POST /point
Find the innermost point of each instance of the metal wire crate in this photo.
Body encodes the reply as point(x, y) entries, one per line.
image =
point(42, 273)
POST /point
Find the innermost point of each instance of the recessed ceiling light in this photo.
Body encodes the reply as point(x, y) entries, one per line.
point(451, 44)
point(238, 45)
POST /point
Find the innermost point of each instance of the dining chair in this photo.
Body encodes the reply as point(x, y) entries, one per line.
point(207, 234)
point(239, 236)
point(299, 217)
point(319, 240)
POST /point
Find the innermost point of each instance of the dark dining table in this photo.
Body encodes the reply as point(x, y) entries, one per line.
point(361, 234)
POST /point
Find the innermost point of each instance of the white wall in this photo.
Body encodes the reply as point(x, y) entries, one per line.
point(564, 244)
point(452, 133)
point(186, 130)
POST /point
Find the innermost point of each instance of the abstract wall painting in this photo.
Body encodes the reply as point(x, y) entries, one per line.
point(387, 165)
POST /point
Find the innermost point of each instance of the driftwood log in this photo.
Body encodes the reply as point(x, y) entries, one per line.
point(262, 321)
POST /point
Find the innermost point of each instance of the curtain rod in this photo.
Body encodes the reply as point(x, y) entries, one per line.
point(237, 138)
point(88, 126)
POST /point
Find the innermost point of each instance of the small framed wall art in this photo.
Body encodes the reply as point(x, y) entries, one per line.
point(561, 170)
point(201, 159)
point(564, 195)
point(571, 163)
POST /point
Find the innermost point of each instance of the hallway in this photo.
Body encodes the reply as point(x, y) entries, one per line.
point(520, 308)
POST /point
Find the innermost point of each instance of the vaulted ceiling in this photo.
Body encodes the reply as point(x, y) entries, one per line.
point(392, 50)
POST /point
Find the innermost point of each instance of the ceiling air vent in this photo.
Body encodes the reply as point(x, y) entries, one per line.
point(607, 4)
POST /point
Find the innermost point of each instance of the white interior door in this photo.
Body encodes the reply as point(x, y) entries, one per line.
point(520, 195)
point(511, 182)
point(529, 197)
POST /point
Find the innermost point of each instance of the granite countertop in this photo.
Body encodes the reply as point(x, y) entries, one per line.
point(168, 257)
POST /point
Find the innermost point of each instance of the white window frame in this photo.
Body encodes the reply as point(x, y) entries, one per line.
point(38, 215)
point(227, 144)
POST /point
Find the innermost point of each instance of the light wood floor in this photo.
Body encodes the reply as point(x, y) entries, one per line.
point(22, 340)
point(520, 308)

---*---

TASK INSTRUCTIONS | Rewrite all of the data above, replacing "innermost" with "most central" and keeping every other character the same.

IN RESPONSE |
POST /point
Find the most central point of each instance of the metal wire crate in this photo.
Body encodes the reply as point(x, y) entries, one per line.
image =
point(42, 273)
POST /point
Find the most central point of each instance of the recessed ceiling light in this photo.
Body encodes the reply as point(x, y) entries, one per line.
point(451, 44)
point(238, 45)
POST /point
Find the most central point of each instance of the dining chair in this photo.
Body encodes the reply as point(x, y) entries, one per line.
point(207, 234)
point(239, 236)
point(299, 217)
point(319, 240)
POST /point
Find the most central point of each instance of the dark dining table in this photo.
Body encodes the reply as point(x, y) entries, one per line.
point(361, 234)
POST /point
Find the most central point of each instance of the white wall in this photo.
Body encodes the reply as point(x, y) entries, one per line.
point(564, 244)
point(452, 133)
point(186, 130)
POST /point
Find the most central point of each instance of the abstract wall painting in this photo.
Body encodes the reply as point(x, y) entries, one per line.
point(387, 165)
POST /point
Find the most central point of each instance of the driftwood log in this photo.
Body encodes the reply as point(x, y) entries, one per line.
point(262, 321)
POST /point
Find the most central point of each instance of the curtain rod in this photo.
Body encodes the reply as point(x, y) entries, one per line.
point(237, 138)
point(88, 126)
POST /point
Find the most central point of each instance of the small framed wall art in this photo.
Body encodes the reply as point(x, y) entries, one per line.
point(561, 170)
point(201, 159)
point(564, 195)
point(571, 163)
POST /point
Find the most central point of each instance of the hallway in this photo.
Body encodes the reply as point(x, y) entries, one per line.
point(520, 308)
POST /point
Find the most central point of each instance of the vaulted ceiling in this photo.
Body encodes the reply as point(x, y) entries, one per line.
point(392, 50)
POST /point
Find the most central point of each instance of the ceiling air vent in this photo.
Body encodes the reply as point(x, y) entries, one per line.
point(607, 4)
POST /point
Find the most central point of each instance of the white interior door in this photo.
Body encodes the reply as point(x, y) entries, one per line.
point(520, 195)
point(511, 182)
point(529, 197)
POST /point
Find the most central point of each instance of the granite countertop in this photo.
Body encodes the reply as point(x, y) entries, one per line.
point(168, 257)
POST /point
Find the most central point of each instance of the white window frame in this photo.
Body encodes the reply as point(x, y) entries, one per line.
point(38, 215)
point(227, 144)
POST /point
Find the most central point of each instance of the light wood floor in this photo.
Body encodes the reply as point(x, y) entries, one per line.
point(22, 340)
point(520, 308)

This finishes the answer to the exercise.